* [Exercise aim]: Rescale the records below by repeating every line, requests included, with each point coordinate in the answers multiplied by 0.75 and rounded to a whole number, halves rounding up. Leave the requests and their format samples unchanged, and omit the pictures.

Stored items:

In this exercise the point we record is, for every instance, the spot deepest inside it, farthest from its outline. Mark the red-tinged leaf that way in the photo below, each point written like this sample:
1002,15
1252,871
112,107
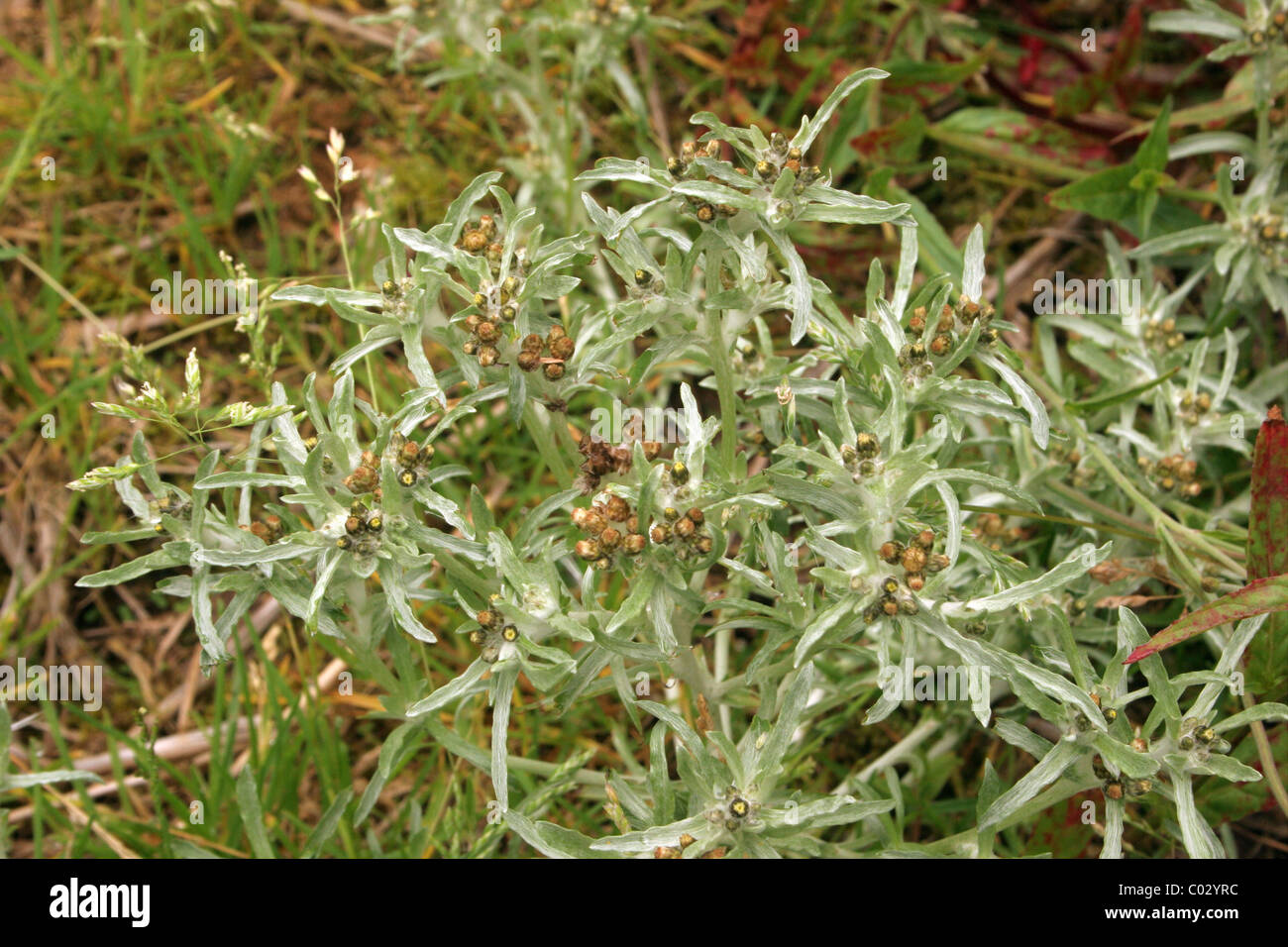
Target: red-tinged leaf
1266,660
1267,523
1256,598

* [Solved problem]:
In this exercise the point we record is, for every instance, the spot deepest inside it, farthest from its outline. Mark the red-tinged leaf that way in the photo below, each point written like this sample:
1002,15
1252,871
112,107
Target: red-tinged leaf
950,495
950,392
942,449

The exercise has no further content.